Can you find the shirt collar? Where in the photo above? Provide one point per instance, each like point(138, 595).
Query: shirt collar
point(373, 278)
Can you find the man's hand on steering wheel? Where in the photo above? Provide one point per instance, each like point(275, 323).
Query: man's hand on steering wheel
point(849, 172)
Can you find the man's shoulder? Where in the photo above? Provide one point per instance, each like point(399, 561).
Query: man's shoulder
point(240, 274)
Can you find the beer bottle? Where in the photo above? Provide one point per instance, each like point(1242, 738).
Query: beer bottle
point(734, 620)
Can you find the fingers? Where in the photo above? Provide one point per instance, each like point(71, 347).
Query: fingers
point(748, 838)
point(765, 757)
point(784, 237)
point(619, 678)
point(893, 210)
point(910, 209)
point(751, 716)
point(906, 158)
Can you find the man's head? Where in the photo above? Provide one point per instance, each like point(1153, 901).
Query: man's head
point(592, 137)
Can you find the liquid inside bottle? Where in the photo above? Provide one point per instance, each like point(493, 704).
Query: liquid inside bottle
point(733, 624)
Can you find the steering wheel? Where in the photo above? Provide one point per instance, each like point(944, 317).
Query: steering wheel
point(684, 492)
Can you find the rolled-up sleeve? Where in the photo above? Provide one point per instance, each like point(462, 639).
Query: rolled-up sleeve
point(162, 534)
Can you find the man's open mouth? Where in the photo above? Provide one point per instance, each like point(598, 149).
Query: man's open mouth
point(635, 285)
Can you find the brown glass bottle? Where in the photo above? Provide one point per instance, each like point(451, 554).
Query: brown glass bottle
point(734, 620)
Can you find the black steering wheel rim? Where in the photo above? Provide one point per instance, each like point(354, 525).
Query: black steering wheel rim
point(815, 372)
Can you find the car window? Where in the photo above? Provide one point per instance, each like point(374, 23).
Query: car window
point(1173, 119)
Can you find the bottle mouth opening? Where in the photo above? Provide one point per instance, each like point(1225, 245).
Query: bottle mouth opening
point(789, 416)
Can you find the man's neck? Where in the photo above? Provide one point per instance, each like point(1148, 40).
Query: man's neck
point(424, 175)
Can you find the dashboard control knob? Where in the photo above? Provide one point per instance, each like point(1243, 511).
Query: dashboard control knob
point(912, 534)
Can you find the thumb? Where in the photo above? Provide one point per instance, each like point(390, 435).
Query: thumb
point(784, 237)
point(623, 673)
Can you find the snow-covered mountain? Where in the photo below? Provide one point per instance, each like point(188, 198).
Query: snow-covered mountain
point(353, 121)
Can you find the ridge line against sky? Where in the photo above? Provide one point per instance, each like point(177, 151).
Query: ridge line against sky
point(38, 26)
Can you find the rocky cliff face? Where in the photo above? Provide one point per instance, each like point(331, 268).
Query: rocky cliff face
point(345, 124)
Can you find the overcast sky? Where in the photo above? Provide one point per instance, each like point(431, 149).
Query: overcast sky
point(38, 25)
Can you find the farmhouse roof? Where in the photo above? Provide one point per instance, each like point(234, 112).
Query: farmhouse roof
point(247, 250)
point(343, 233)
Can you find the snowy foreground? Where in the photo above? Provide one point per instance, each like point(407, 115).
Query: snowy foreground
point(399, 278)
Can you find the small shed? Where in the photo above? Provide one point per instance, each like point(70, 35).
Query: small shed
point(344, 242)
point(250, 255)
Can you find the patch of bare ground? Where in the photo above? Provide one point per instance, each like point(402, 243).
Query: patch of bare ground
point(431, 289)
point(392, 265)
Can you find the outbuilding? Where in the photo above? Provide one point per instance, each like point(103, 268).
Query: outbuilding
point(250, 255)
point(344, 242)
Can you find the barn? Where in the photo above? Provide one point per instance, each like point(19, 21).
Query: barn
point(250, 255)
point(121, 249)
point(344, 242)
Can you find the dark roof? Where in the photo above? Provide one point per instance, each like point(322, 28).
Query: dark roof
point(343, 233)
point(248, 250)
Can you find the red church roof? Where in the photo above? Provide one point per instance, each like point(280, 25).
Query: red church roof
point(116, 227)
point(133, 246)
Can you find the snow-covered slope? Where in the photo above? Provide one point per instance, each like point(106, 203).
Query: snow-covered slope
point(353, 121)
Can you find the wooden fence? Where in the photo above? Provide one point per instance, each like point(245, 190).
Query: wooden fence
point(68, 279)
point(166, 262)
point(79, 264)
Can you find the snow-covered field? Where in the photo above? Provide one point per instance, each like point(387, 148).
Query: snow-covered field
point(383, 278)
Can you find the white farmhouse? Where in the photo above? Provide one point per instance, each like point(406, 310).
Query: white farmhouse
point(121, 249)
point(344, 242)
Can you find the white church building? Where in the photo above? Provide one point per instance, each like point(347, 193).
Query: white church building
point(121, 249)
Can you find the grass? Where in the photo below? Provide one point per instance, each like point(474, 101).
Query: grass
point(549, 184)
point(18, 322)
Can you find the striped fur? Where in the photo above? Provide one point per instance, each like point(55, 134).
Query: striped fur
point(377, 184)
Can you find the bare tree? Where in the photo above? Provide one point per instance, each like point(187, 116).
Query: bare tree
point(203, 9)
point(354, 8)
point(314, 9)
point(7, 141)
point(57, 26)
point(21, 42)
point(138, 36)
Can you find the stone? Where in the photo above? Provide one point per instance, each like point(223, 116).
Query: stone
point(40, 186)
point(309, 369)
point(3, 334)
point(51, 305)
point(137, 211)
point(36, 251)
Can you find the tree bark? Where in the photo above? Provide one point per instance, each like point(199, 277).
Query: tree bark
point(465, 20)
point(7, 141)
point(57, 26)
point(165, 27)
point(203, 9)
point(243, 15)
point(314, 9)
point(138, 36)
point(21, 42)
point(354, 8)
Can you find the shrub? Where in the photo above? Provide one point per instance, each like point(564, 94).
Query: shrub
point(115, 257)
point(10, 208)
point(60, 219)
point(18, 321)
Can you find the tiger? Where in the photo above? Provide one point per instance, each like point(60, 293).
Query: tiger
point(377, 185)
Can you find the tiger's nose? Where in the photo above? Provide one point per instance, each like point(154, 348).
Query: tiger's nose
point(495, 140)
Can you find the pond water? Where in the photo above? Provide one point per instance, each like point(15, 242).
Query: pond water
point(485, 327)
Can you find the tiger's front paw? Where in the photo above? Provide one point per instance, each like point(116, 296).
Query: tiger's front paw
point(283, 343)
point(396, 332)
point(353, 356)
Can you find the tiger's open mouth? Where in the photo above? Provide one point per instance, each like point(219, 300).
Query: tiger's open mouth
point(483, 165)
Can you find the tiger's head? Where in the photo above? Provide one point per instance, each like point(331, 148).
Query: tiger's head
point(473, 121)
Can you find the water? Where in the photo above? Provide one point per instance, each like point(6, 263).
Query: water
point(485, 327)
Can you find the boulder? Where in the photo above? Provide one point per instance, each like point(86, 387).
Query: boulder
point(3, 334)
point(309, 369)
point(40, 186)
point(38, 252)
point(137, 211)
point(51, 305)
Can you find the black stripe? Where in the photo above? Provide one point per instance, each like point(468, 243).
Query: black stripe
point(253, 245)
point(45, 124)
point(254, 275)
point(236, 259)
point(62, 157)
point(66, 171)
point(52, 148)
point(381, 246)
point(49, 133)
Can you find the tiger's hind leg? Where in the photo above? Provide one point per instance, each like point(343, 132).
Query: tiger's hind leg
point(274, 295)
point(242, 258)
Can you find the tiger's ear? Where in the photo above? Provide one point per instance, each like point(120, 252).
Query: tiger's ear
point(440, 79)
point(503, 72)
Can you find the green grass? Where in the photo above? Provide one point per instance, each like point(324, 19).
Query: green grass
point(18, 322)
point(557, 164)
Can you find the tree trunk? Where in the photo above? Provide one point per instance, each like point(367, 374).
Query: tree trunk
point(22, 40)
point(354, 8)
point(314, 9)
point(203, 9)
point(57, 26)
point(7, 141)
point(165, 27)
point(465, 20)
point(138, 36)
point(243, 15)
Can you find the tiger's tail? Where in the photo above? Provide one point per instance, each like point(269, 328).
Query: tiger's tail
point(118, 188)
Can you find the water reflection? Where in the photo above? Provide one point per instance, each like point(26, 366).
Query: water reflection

» Task statement
Starting at the line containing "Can you find the tree trunk?" and ending at the last line, write those lines out again, requests included. Multiply each point coordinate in the answers by 2.4 and round to a whole number, with halves going up, but leave every number in the requests, including the sample points, unchanged.

» Solved exercise
Can you find the tree trunk? Where in the photo above? Provide one point per instance, each like point(367, 374).
Query: tree trunk
point(53, 96)
point(850, 19)
point(754, 22)
point(487, 22)
point(137, 62)
point(17, 338)
point(396, 65)
point(1116, 48)
point(331, 86)
point(583, 36)
Can you find the tiger's tail? Where in the photo above? Provide one point per instance, each like point(269, 328).
Query: tiger's tail
point(283, 451)
Can you find the water reflection? Where in the photo above? Provide one point per instance, each like point(26, 366).
Query: water reflection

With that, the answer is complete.